Location labeling records
....................

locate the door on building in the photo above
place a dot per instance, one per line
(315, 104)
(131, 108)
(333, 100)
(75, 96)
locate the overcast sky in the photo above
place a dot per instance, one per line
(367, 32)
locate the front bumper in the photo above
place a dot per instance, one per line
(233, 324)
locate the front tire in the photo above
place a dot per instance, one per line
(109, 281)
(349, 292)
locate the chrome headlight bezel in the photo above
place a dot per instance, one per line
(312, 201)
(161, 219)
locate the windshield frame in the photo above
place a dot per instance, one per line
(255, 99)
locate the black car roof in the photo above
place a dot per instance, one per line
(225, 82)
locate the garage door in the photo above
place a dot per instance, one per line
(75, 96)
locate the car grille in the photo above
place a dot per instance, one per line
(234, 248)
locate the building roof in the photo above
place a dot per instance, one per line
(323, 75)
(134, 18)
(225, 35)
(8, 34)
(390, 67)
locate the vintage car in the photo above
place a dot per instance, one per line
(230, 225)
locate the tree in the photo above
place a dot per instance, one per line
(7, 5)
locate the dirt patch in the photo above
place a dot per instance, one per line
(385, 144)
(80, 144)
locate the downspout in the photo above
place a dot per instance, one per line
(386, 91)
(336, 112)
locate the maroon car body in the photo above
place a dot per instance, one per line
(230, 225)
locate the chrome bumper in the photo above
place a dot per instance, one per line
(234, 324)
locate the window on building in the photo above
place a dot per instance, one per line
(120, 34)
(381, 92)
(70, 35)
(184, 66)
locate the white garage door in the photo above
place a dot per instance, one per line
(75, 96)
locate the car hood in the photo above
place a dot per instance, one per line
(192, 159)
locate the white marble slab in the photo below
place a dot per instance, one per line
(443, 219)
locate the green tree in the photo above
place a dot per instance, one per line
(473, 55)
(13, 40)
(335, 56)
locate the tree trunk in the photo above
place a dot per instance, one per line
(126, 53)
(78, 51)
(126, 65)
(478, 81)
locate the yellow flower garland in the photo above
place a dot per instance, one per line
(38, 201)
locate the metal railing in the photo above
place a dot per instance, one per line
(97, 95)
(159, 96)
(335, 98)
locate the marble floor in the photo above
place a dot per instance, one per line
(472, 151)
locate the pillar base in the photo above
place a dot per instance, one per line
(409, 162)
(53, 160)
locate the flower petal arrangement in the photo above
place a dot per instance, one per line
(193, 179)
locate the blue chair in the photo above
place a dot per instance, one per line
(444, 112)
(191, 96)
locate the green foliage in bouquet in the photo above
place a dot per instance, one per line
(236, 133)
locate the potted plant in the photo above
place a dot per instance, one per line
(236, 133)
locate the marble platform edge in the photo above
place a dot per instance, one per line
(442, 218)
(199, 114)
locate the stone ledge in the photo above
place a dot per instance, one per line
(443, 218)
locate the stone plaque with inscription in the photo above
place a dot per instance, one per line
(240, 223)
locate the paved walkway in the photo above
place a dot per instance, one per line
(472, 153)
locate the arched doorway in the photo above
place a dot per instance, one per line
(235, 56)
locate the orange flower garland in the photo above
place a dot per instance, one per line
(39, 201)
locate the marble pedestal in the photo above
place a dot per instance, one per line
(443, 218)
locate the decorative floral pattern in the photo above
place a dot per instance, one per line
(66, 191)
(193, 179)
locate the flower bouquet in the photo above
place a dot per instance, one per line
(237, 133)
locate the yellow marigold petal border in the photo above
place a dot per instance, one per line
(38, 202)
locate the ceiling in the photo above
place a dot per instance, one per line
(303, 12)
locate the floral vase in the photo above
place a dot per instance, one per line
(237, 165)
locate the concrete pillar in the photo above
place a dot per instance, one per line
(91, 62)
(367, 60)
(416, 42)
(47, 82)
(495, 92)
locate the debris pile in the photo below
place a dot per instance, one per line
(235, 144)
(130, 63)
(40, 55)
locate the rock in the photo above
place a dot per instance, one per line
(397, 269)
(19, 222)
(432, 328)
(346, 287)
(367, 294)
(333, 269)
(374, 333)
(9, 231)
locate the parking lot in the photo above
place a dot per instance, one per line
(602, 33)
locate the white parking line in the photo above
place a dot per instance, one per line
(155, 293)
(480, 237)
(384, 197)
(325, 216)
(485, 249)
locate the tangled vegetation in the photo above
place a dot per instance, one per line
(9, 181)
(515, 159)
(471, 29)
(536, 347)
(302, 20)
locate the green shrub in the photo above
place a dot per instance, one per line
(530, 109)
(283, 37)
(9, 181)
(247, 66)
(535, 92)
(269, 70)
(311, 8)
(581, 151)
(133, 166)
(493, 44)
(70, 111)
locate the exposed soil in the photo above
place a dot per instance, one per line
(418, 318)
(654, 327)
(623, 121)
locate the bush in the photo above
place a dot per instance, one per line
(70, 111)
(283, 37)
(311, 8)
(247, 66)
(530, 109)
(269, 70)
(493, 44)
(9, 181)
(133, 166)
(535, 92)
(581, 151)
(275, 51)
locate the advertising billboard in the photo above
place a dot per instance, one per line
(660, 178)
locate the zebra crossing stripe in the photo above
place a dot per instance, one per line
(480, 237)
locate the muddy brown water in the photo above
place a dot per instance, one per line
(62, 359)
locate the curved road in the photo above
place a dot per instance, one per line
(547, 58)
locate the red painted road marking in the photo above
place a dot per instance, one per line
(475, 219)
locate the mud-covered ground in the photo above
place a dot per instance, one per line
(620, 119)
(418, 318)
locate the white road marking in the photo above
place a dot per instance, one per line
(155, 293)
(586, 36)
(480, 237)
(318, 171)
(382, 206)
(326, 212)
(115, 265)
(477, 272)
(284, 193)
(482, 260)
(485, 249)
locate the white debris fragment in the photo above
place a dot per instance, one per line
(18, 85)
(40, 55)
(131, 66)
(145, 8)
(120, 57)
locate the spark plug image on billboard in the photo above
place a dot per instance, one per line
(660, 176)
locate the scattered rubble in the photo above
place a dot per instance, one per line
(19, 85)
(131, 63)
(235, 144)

....................

* [Written request] Write the material out again in its entirety, exactly as shown.

* [Solution below]
locate the door on building in the photo above
place a dot per instance, one per line
(315, 104)
(131, 108)
(333, 100)
(75, 96)
locate the overcast sky in the photo above
place a dot per instance, one per line
(367, 32)
locate the front bumper in the photo above
place a dot per instance, one per line
(233, 324)
locate the front tire in the photo above
place a dot per instance, one per line
(109, 281)
(349, 292)
locate the chrome headlight bezel in the photo above
place a dot per instance, one per line
(312, 201)
(161, 219)
locate the windshield frame in the photo above
place a dot per instance, one per line
(255, 99)
locate the black car roof in the photo above
place a dot per instance, one per line
(225, 82)
locate the garage door in the photo above
place a dot per instance, one per line
(75, 96)
locate the car grille in the photo above
place a dot per instance, one per line
(234, 248)
locate the building roof in the photo above
place a dot per instance, one per line
(323, 75)
(134, 18)
(225, 35)
(8, 34)
(390, 67)
locate the vintage car in the photo above
place a dot per instance, one per line
(230, 225)
locate the tree in the photo above
place a dot per instance, one per line
(7, 5)
locate the dirt patch in the photo above
place a dot per instance, one per line
(385, 144)
(80, 144)
locate the downspout in the photo above
place a dot per instance, one per line
(386, 91)
(336, 112)
locate the maroon car body in the photo above
place a dot per instance, one per line
(230, 225)
locate the chrome bumper in the photo above
place a dot per instance, one per line
(234, 324)
locate the window on building in the photo above
place a dot per instance, one per line
(120, 34)
(381, 92)
(70, 35)
(184, 66)
locate the white garage door in the photo above
place a dot per instance, one per line
(75, 96)
locate the car hood in the photo above
place a dot per instance, one per line
(192, 159)
locate the white marble slab in the photo below
place a dot per instance, one per line
(443, 219)
locate the green tree in the photo above
place a dot per instance, one per line
(473, 55)
(13, 40)
(335, 56)
locate the tree trunk in the photo above
place a dot per instance, one per line
(126, 53)
(78, 51)
(126, 65)
(478, 81)
locate the yellow flower garland in the photo above
place a dot per instance, one per line
(38, 201)
locate the metal railing in the photo above
place a dot per instance, one per line
(97, 95)
(159, 96)
(335, 98)
locate the marble floor in the photo above
place a dot per instance, one per line
(472, 151)
locate the pillar base in the photo above
place a dot per instance, one per line
(409, 162)
(53, 160)
locate the flower petal arrangement in the photo above
place a dot per instance, one per line
(193, 179)
locate the blue chair in the photo above
place a dot per instance, one per line
(444, 112)
(191, 96)
locate the green foliage in bouquet in the photo above
place a dot per instance, one per line
(236, 133)
locate the potted plant in the photo above
place a dot per instance, one per line
(236, 133)
locate the marble platform edge in the photo above
place a dot per instance, one per line
(442, 218)
(199, 114)
locate the stone ledge in the photo above
place a dot per instance, one per line
(443, 218)
locate the stone plaque with inscription in the photo above
place a dot per instance, one per line
(240, 223)
locate the paved walkway in the photo above
place a dot per instance, one per line
(472, 153)
locate the arched doorway in the photo above
place a dot per instance, one per line
(235, 56)
locate the orange flower garland in the photo above
place a dot per instance, one per line
(39, 201)
locate the marble pedestal in the photo above
place a dot per instance, one per line
(443, 218)
locate the decorative floral pattern in the photo above
place a dot per instance, one per line
(66, 191)
(193, 179)
locate the flower bouquet in the photo above
place a dot per instance, one per line
(237, 133)
locate the yellow marigold petal border in the photo above
place a dot per instance, one per line
(38, 202)
locate the ceiling in the photo above
place a dot per instance, one per line
(303, 12)
locate the floral vase in the photo above
place a dot per instance, one per line
(237, 165)
locate the concrete pillar in the photo above
place a dot per instance, one per line
(91, 62)
(367, 60)
(416, 42)
(47, 82)
(495, 92)
locate the debris pile in the photo below
place a dot per instance, one per line
(235, 144)
(130, 63)
(40, 55)
locate the rock in the photo above
place a dot per instance, one per line
(397, 269)
(19, 222)
(432, 328)
(346, 287)
(367, 294)
(333, 269)
(374, 333)
(9, 231)
locate the parking lot in the photo above
place a dot per instance, one per line
(602, 33)
locate the white parking line in the photo above
place a dot per instance, one per line
(155, 293)
(480, 237)
(384, 197)
(325, 216)
(485, 249)
locate the tangled vegetation in the photo above
place a dot per instance, one per line
(9, 181)
(515, 159)
(471, 29)
(536, 347)
(302, 20)
locate the green shrub in the photo above
place a dot per instance, one per line
(530, 109)
(283, 37)
(9, 181)
(247, 66)
(535, 92)
(269, 70)
(311, 8)
(581, 151)
(133, 166)
(493, 44)
(70, 111)
locate the exposed soil in the photo above
place a dot per instance, one per line
(418, 318)
(654, 327)
(623, 121)
locate the bush in the photo above
place a dot per instance, one per line
(70, 111)
(283, 37)
(311, 8)
(247, 66)
(530, 109)
(269, 70)
(493, 44)
(9, 181)
(133, 166)
(535, 92)
(581, 151)
(275, 51)
locate the advertising billboard in the photo above
place a dot per instance, one per line
(660, 178)
locate the zebra crossing stripe in the photo above
place a dot per instance, one per line
(480, 237)
locate the muddy brown water in the photo above
place a dot per instance, one per line
(62, 359)
locate the curved road in the photo above
place a dot per instance, one per line
(547, 58)
locate the red painted road marking in the photo above
place a dot per instance, one per line
(475, 219)
locate the mud-covered ground in the photo above
place a dot per instance, one per line
(620, 119)
(418, 318)
locate the white road marking in the photo above
place a dot per instance, one per line
(155, 293)
(586, 36)
(480, 237)
(318, 171)
(382, 206)
(326, 212)
(115, 265)
(477, 272)
(284, 193)
(482, 260)
(485, 249)
locate the white debris fragment in the photo above
place a dot per instance, one per line
(18, 85)
(40, 55)
(131, 66)
(145, 8)
(120, 57)
locate the spark plug image on billboard in the photo above
place a dot per instance, one per line
(660, 176)
locate the scattered rubble in the photo above
place a dot per instance, one per line
(19, 85)
(131, 63)
(235, 144)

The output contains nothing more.